Условие задания = Перескажите короче абзац отрывка о Смуте, который начинается словами «Ибо до того момента», и сохраните его главные мысли.

Отрывок со страницы =

◇ ◇ ◇

Ибо до того момента, как обычная смута сбесившихся умов народных переросла сначала в измену, а затем и в Лихолетье, Московская Русь не просто являлась оплотом христианства на восточной границе христианского мира, но и занималась защитой христиан, собирала со всего мира (не только с православных, но со всех подданых московского Великого князя и царя) полонянные деньги на выкуп пленённых магометянами православных людей. Ибо именно после двух подряд осад русским, в основном, людом православной Москвы этой функции государство московское уже не исполняло, не служило, по понятиям людей того времени, ни Богу, ни Матери Божьей. Если же перевести эту мысль на совреемнынй язык, то это будет звучать приблизительно так: народ русский потерял то объяединяющее его начало, которое сформировалось в нем в период татаро-монгольского нашествия и позволило нации выжить, а именно чувство сопереживания друг другу, требующее взаимопомощи и взаимовыдержки. Если во время Великой Отечественной, к примеру, оное качество души оставалось свойственным представителям славяно-тюркской цивилизации, то уже в период перестройки и после оной случилось то же самое, что случилось с Русью в период Лихолеться: народ перестал сострадать ближнему, превратился в стаю озлобленных индивидуумов. Изучению метаморфоз души народной и причин, порождающих оные, не является задачей, которая стоит перед автором данной статьи, а потому перейдем к продолжению хронографии Великой смуты.

◇ ◇ ◇

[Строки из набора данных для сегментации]
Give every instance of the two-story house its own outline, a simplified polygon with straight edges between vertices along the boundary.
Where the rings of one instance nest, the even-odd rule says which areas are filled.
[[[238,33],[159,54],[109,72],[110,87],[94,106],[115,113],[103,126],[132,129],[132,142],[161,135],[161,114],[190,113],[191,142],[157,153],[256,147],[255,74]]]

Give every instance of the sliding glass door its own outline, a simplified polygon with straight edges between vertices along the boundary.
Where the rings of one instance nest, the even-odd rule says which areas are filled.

◇ ◇ ◇

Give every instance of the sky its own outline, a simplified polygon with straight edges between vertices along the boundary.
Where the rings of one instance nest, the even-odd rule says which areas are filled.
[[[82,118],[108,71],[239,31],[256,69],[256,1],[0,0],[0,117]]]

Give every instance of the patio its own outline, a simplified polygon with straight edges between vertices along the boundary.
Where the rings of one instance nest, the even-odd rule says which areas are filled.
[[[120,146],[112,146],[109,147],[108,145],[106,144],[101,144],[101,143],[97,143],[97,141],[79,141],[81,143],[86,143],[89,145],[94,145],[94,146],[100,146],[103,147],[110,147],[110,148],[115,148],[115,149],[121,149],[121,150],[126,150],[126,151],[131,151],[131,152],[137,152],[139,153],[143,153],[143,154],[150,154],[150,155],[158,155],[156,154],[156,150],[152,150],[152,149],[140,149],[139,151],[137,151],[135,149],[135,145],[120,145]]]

◇ ◇ ◇

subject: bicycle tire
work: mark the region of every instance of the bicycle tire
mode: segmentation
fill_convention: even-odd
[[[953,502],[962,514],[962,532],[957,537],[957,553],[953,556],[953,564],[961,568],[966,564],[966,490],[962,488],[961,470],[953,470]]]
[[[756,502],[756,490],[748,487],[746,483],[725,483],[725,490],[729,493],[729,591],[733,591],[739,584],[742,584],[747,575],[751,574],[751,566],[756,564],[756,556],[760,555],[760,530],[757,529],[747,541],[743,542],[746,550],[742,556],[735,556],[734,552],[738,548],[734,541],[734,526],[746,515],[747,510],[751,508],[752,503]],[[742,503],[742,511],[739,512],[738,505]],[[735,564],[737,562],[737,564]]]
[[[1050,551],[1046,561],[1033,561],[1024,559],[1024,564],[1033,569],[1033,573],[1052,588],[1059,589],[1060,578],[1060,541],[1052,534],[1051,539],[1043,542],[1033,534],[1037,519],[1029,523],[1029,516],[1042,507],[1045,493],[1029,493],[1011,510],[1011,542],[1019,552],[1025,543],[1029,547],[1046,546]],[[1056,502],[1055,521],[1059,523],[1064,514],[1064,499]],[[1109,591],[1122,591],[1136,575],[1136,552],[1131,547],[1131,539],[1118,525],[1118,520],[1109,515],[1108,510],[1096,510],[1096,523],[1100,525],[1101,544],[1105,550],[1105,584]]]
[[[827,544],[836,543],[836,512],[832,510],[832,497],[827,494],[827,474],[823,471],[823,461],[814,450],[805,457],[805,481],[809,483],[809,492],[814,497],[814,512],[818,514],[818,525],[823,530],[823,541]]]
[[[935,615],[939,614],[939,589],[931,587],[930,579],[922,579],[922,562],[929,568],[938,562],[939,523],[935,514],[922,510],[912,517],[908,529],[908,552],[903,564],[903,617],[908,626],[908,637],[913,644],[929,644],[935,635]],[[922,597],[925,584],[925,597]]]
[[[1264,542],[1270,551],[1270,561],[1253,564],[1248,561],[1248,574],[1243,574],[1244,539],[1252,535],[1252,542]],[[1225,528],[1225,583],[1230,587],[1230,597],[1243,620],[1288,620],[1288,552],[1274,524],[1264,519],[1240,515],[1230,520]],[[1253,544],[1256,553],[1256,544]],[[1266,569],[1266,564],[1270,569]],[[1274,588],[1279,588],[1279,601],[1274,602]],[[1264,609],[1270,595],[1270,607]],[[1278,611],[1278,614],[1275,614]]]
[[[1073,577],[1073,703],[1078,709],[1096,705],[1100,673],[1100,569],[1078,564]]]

◇ ◇ ◇

Правильный ответ = Пока смута не переросла в измену, а затем в Лихолетье, Московская Русь была оплотом христианства на восточной границе христианского мира. Она защищала христиан и собирала со всех подданных великого князя и царя полонянные деньги, чтобы выкупать православных из плена у магометян. После двух осад православной Москвы подряд, которые вели в основном русские люди, государство перестало это делать. По понятиям того времени оно уже не служило ни Богу, ни Матери Божьей. На современном языке это значит, что народ потерял чувство сопереживания друг другу, которое объединяло его со времен татаро-монгольского нашествия и требовало взаимопомощи. В Великую Отечественную это качество еще сохранялось. А в перестройку и после нее случилось то же, что в Лихолетье: люди перестали сострадать ближнему и превратились в стаю озлобленных индивидуумов. Разбирать причины этих перемен автор не берется и переходит к продолжению хронографии Великой смуты.